--- start ---

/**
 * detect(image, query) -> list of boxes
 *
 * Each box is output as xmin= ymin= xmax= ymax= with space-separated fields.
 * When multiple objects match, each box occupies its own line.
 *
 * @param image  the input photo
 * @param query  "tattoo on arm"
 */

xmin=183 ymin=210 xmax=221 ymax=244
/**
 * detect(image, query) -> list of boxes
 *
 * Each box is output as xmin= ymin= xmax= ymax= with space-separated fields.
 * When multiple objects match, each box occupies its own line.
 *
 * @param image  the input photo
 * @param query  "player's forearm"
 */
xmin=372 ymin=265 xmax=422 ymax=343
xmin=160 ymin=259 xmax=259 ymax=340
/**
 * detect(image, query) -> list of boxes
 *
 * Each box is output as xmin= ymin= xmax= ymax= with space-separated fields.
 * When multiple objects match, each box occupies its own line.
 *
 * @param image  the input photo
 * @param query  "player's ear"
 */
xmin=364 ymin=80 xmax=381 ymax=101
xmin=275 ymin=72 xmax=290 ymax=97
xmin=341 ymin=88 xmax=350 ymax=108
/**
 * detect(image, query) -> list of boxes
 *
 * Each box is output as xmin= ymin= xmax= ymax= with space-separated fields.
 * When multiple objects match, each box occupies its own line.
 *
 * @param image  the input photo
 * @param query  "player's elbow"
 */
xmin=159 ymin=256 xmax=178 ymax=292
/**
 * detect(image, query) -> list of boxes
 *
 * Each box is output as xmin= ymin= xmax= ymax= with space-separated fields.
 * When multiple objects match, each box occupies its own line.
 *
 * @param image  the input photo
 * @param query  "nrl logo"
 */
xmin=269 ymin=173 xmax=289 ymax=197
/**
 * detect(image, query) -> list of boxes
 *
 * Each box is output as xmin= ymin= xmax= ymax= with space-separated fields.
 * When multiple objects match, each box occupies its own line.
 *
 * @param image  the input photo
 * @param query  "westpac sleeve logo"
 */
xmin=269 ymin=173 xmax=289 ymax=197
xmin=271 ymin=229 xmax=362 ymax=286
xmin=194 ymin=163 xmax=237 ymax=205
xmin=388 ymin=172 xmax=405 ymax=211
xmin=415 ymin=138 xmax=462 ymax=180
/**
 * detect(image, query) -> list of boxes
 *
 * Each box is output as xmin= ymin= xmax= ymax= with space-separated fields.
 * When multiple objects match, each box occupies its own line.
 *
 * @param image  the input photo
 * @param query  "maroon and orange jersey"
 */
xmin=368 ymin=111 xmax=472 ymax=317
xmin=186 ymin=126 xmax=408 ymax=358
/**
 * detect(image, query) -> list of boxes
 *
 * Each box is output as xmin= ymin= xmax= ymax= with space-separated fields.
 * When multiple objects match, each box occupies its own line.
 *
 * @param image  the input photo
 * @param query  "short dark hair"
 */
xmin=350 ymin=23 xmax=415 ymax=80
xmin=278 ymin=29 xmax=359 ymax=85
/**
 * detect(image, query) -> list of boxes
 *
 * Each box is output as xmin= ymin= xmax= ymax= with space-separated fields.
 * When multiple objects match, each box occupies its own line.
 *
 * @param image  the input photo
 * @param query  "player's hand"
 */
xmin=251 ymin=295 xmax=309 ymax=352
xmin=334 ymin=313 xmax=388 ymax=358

--- end ---

**Objective:** Return each line of the records that contains the string "player".

**Solution:**
 * @param query  "player's forearm"
 * @param query  "player's ear"
 * @param query  "player's elbow"
 * @param query  "player's hand"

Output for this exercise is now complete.